Aim of the exercise – Output the number of lines in the entries below with the string "wall" in them, and nothing further.

Source records –
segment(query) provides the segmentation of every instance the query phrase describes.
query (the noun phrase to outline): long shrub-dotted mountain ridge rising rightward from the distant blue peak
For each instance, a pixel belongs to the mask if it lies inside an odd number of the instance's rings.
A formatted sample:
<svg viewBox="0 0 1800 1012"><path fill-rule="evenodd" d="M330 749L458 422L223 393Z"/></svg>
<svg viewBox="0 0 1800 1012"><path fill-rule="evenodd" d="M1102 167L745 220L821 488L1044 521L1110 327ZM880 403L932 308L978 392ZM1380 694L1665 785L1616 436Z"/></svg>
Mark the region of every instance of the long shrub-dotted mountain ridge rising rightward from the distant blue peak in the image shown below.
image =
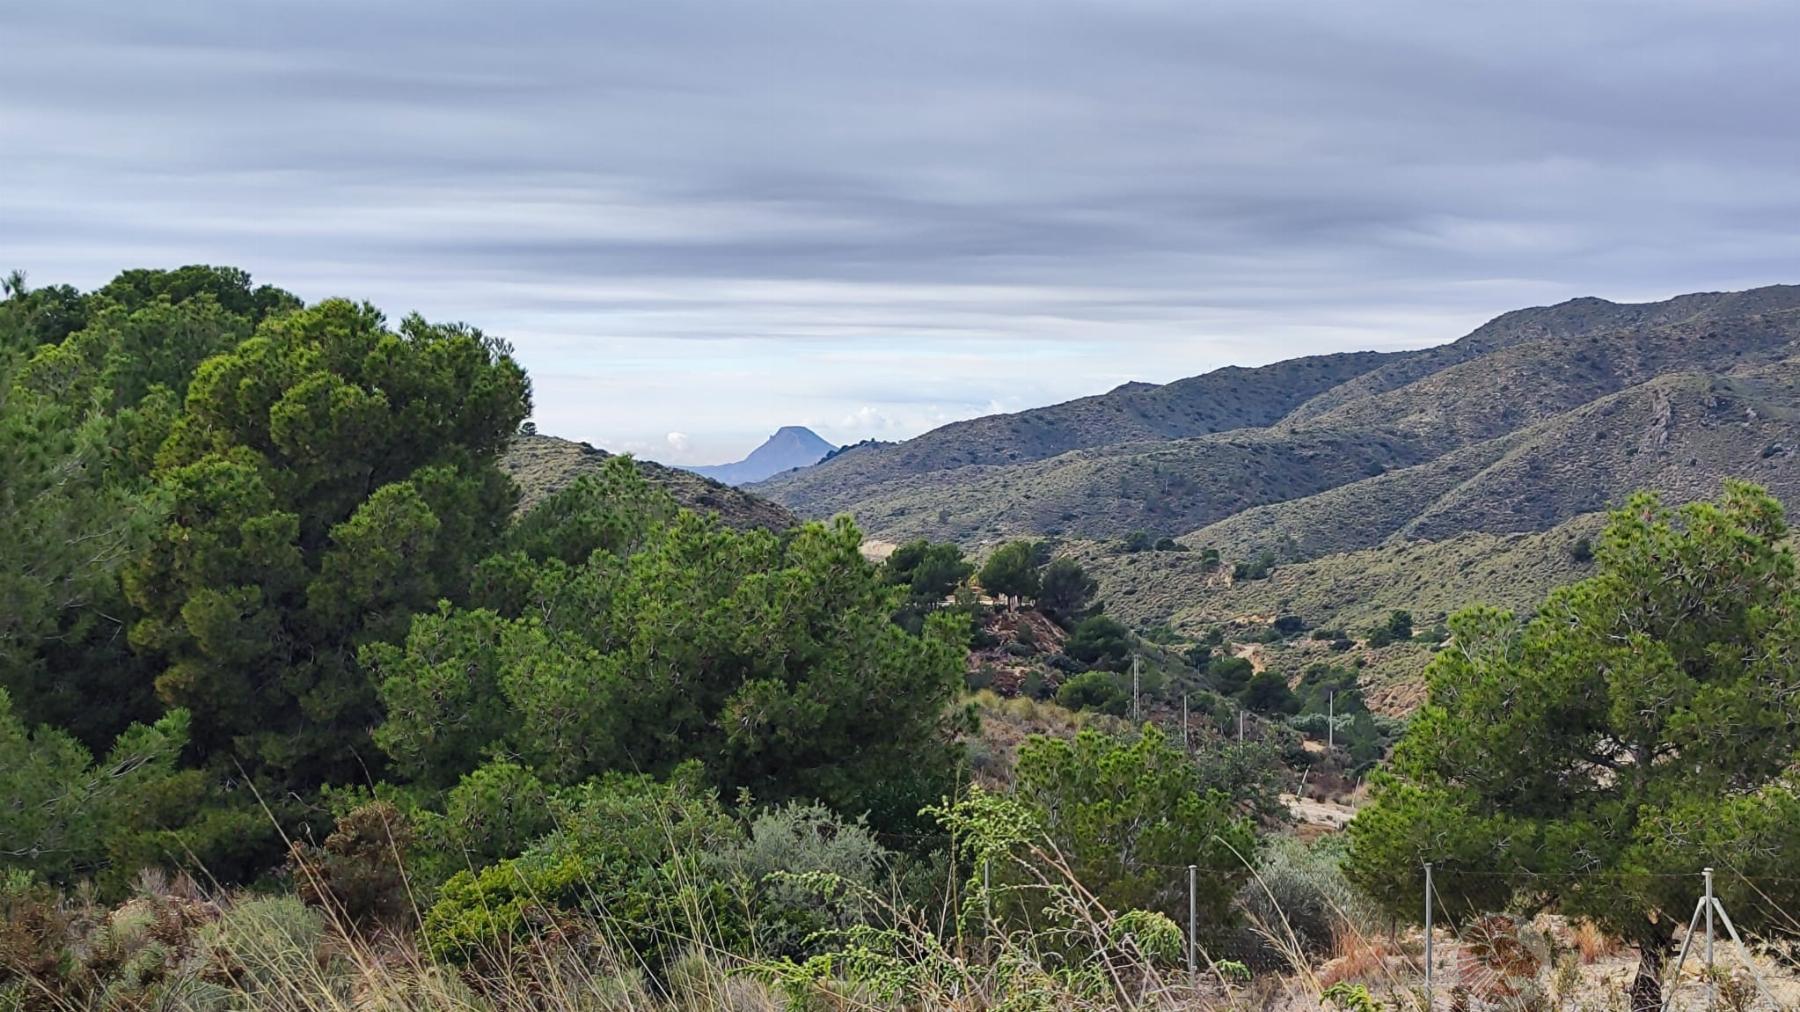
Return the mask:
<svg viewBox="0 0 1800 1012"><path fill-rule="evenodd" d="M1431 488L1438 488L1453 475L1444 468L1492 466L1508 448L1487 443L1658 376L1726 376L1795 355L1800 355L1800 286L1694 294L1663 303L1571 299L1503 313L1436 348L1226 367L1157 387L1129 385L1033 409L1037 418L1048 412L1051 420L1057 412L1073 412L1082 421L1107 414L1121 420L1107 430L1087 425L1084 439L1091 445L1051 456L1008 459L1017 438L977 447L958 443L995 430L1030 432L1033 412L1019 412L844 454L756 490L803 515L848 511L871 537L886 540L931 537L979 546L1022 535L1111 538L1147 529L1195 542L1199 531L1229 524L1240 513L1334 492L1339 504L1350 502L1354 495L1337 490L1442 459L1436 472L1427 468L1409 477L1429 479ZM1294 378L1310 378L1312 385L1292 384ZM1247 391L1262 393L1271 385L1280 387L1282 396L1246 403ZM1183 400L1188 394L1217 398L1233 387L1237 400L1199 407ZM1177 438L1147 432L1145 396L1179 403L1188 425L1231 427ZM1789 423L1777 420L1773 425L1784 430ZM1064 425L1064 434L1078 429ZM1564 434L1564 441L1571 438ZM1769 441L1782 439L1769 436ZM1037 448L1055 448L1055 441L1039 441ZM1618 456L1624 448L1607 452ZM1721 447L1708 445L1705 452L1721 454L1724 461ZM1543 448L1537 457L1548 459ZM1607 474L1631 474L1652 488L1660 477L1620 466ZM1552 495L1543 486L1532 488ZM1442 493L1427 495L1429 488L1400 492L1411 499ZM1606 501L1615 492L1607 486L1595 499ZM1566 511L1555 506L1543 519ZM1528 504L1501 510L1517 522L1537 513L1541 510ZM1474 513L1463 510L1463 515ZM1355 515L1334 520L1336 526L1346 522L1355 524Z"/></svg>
--
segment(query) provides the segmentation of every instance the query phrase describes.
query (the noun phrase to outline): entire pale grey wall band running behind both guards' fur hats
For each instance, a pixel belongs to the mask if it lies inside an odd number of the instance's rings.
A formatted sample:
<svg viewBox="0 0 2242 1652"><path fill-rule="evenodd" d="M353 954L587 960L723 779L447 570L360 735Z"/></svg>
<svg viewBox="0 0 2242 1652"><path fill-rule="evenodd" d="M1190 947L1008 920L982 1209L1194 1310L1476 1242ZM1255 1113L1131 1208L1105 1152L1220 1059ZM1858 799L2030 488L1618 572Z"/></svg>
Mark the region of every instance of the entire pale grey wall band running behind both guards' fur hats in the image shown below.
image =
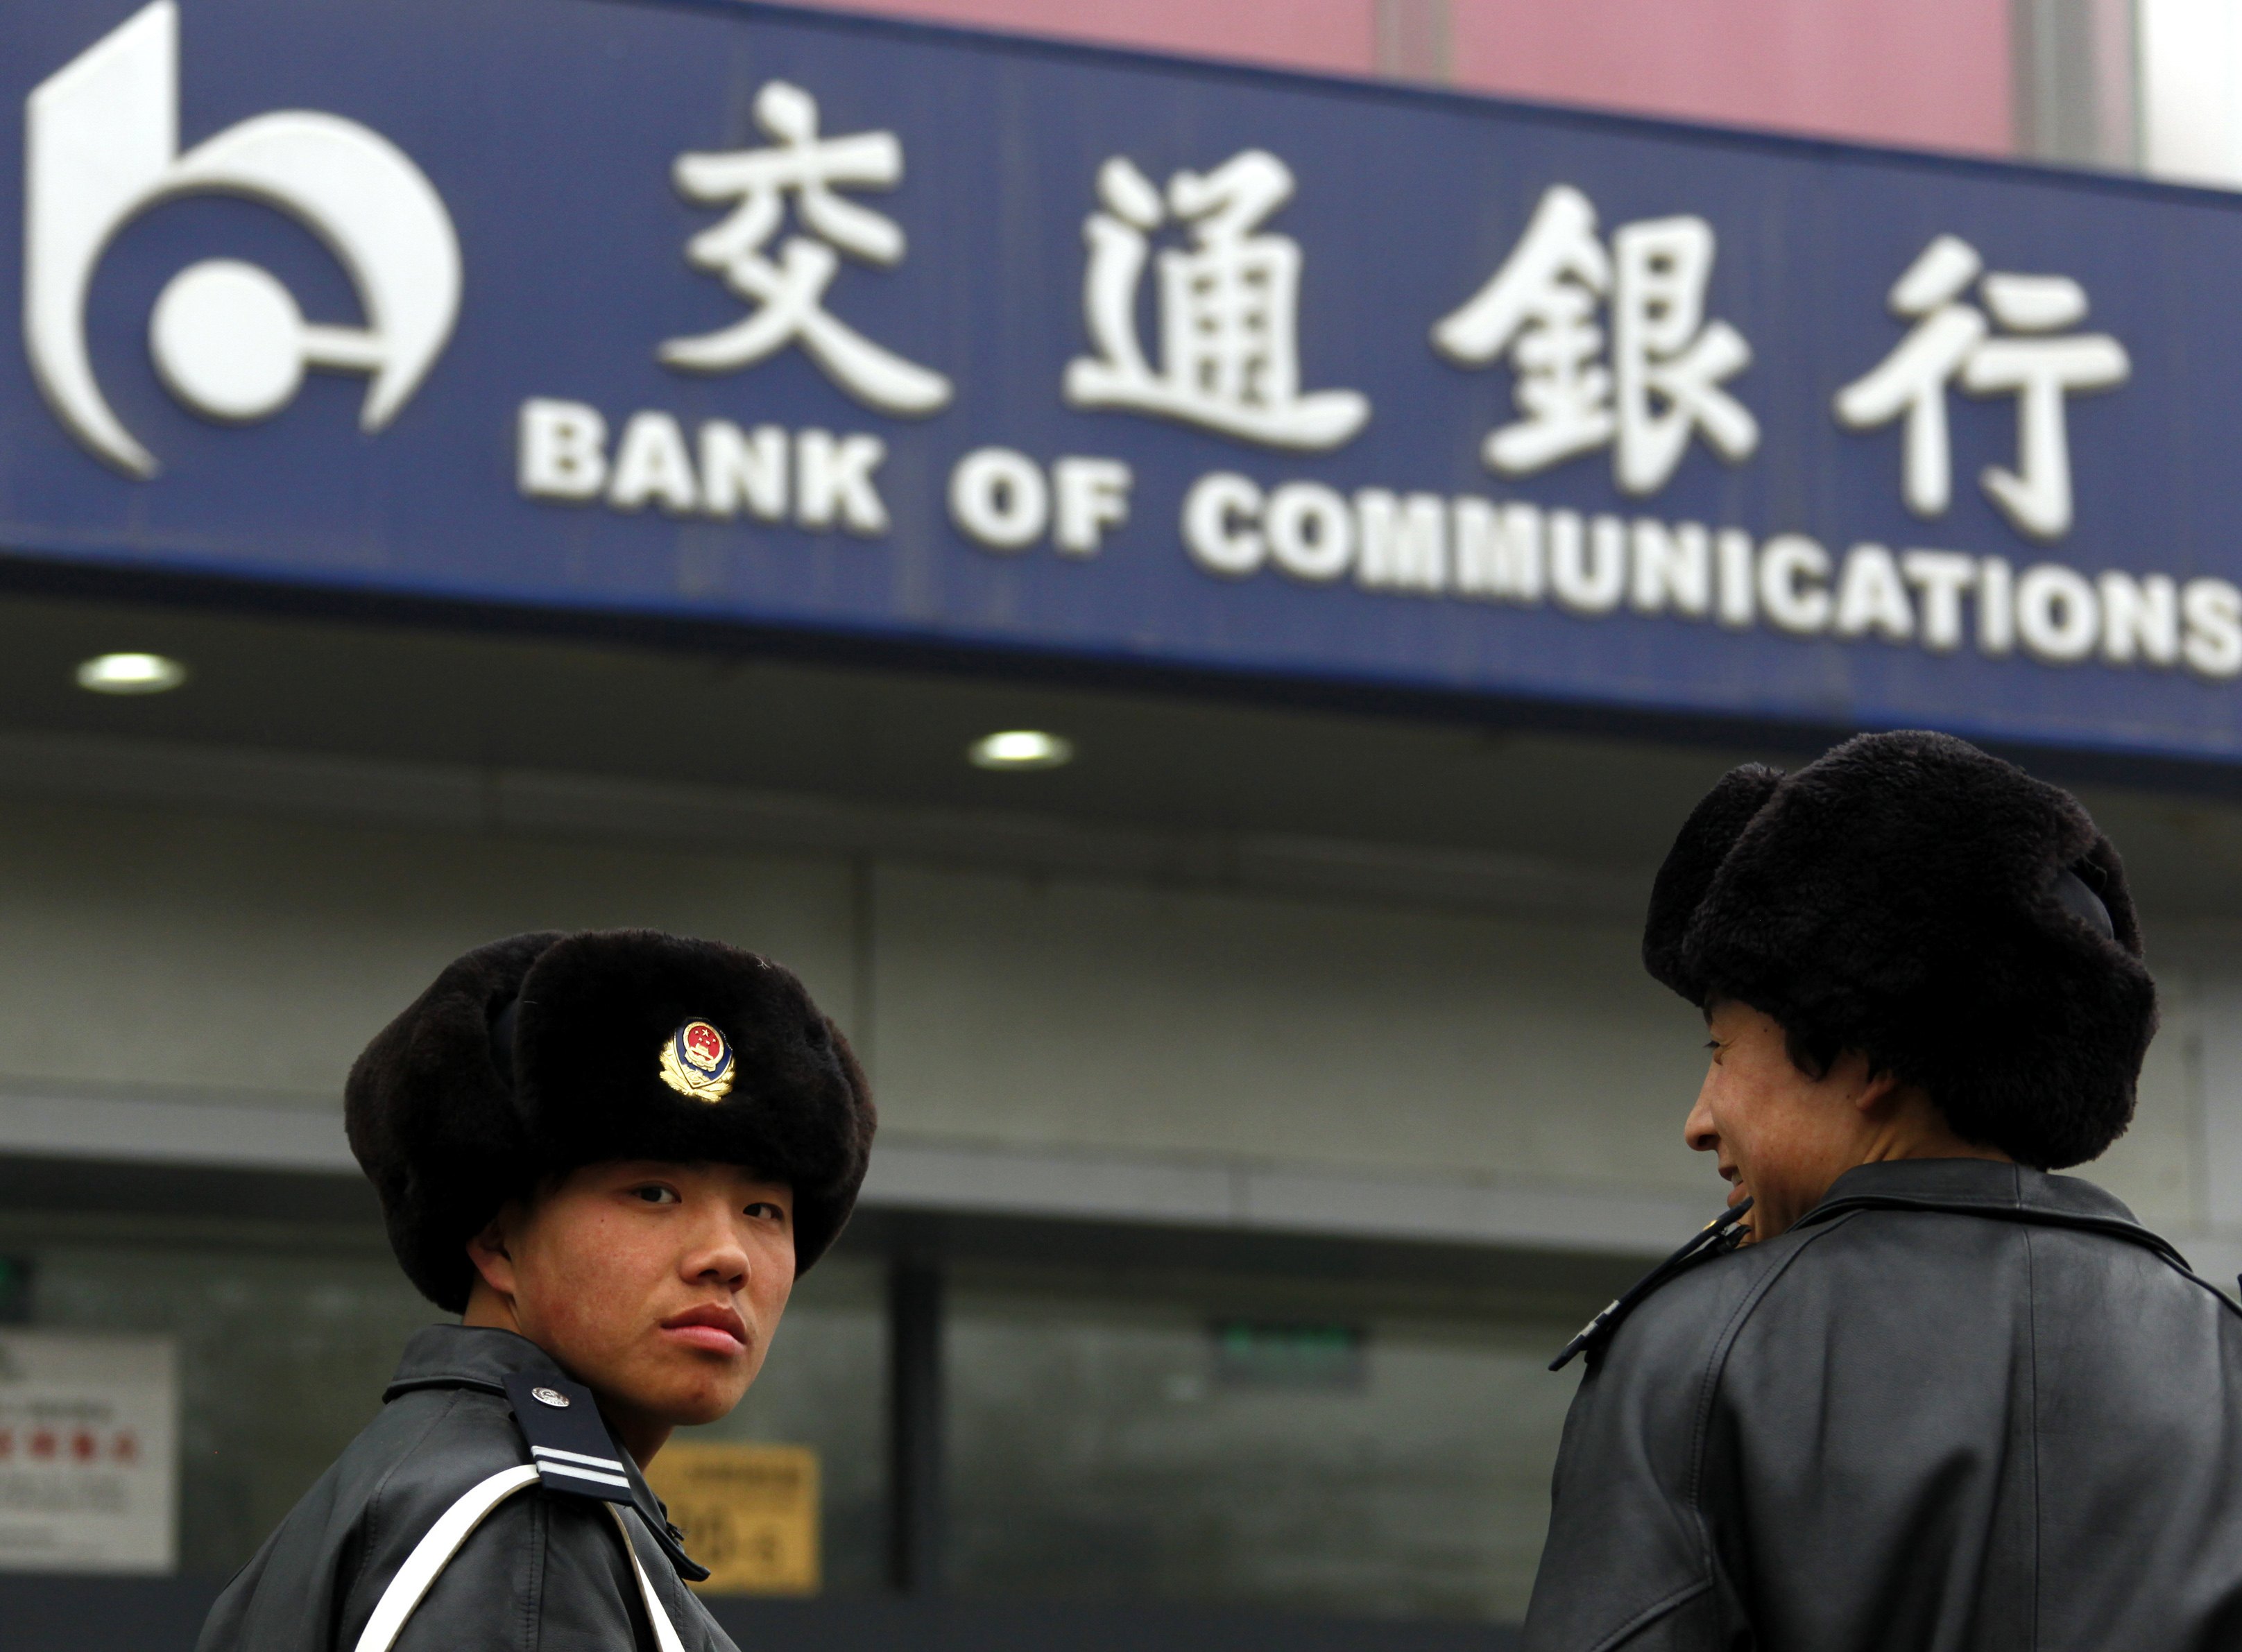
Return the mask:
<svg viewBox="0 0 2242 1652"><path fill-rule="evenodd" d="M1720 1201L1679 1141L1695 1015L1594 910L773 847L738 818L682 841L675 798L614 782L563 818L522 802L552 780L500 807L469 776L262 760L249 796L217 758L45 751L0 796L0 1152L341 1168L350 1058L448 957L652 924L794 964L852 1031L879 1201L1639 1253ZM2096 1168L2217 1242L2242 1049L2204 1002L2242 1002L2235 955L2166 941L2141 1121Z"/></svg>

Exercise output – 2